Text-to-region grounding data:
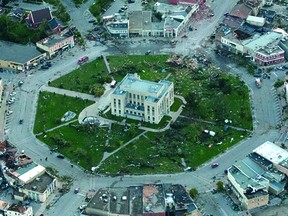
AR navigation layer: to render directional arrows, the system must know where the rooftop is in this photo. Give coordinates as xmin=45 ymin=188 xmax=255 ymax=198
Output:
xmin=257 ymin=45 xmax=284 ymax=56
xmin=143 ymin=184 xmax=165 ymax=214
xmin=7 ymin=204 xmax=28 ymax=214
xmin=230 ymin=3 xmax=252 ymax=19
xmin=129 ymin=11 xmax=151 ymax=31
xmin=0 ymin=41 xmax=44 ymax=64
xmin=18 ymin=163 xmax=45 ymax=184
xmin=36 ymin=32 xmax=73 ymax=48
xmin=30 ymin=8 xmax=52 ymax=24
xmin=86 ymin=187 xmax=131 ymax=215
xmin=228 ymin=165 xmax=267 ymax=191
xmin=114 ymin=74 xmax=172 ymax=99
xmin=249 ymin=152 xmax=272 ymax=167
xmin=244 ymin=189 xmax=268 ymax=199
xmin=244 ymin=32 xmax=282 ymax=50
xmin=23 ymin=172 xmax=54 ymax=193
xmin=253 ymin=141 xmax=288 ymax=165
xmin=0 ymin=200 xmax=9 ymax=211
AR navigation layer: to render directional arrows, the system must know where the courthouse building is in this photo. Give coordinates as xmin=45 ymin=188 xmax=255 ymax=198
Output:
xmin=111 ymin=74 xmax=174 ymax=124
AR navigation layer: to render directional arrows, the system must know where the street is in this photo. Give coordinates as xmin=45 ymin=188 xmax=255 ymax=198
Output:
xmin=0 ymin=0 xmax=286 ymax=215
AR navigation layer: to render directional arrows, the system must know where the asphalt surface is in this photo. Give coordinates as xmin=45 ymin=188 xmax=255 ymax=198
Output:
xmin=1 ymin=0 xmax=285 ymax=216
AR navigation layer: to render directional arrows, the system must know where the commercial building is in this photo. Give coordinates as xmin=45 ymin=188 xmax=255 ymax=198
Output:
xmin=221 ymin=31 xmax=283 ymax=66
xmin=0 ymin=201 xmax=33 ymax=216
xmin=228 ymin=141 xmax=288 ymax=210
xmin=0 ymin=41 xmax=46 ymax=71
xmin=111 ymin=74 xmax=174 ymax=124
xmin=105 ymin=19 xmax=129 ymax=38
xmin=85 ymin=184 xmax=200 ymax=216
xmin=3 ymin=160 xmax=57 ymax=203
xmin=253 ymin=141 xmax=288 ymax=176
xmin=36 ymin=30 xmax=74 ymax=57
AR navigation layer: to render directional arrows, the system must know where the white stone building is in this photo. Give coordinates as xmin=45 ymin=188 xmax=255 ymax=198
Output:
xmin=111 ymin=74 xmax=174 ymax=124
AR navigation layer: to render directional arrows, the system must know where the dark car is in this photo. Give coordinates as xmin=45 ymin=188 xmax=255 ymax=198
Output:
xmin=57 ymin=154 xmax=65 ymax=159
xmin=211 ymin=163 xmax=219 ymax=168
xmin=41 ymin=65 xmax=49 ymax=70
xmin=46 ymin=61 xmax=52 ymax=67
xmin=88 ymin=20 xmax=96 ymax=23
xmin=19 ymin=119 xmax=23 ymax=124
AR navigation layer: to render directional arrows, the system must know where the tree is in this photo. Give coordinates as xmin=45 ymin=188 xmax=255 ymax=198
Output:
xmin=216 ymin=181 xmax=224 ymax=192
xmin=189 ymin=188 xmax=199 ymax=199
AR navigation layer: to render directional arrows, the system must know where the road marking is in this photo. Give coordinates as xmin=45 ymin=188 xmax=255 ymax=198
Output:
xmin=273 ymin=72 xmax=278 ymax=77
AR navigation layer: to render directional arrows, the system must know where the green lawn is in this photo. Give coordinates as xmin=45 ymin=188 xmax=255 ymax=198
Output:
xmin=37 ymin=122 xmax=144 ymax=170
xmin=34 ymin=92 xmax=94 ymax=134
xmin=98 ymin=119 xmax=249 ymax=175
xmin=37 ymin=54 xmax=253 ymax=174
xmin=37 ymin=123 xmax=107 ymax=169
xmin=49 ymin=58 xmax=111 ymax=94
xmin=170 ymin=97 xmax=183 ymax=112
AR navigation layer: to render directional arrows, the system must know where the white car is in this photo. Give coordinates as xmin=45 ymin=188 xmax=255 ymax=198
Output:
xmin=10 ymin=92 xmax=16 ymax=96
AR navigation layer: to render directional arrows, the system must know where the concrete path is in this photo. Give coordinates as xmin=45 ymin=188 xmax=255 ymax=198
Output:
xmin=103 ymin=55 xmax=112 ymax=74
xmin=41 ymin=85 xmax=98 ymax=101
xmin=78 ymin=84 xmax=114 ymax=124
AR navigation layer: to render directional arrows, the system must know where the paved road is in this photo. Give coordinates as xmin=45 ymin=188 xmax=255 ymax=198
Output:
xmin=1 ymin=0 xmax=283 ymax=215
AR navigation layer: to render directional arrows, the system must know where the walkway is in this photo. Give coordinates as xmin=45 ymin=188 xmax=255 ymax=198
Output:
xmin=41 ymin=85 xmax=98 ymax=101
xmin=103 ymin=55 xmax=112 ymax=74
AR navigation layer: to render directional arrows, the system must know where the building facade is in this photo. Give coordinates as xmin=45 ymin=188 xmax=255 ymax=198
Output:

■ Try it
Starting with the line that contains "where the building", return each line through the last one of the data above, exactly as written and nothing more.

■ Final answer
AR navigation layer: to render directional arrows, the system must know where the building facade is in this photo. Give coordinates as xmin=45 ymin=188 xmax=255 ymax=198
Output:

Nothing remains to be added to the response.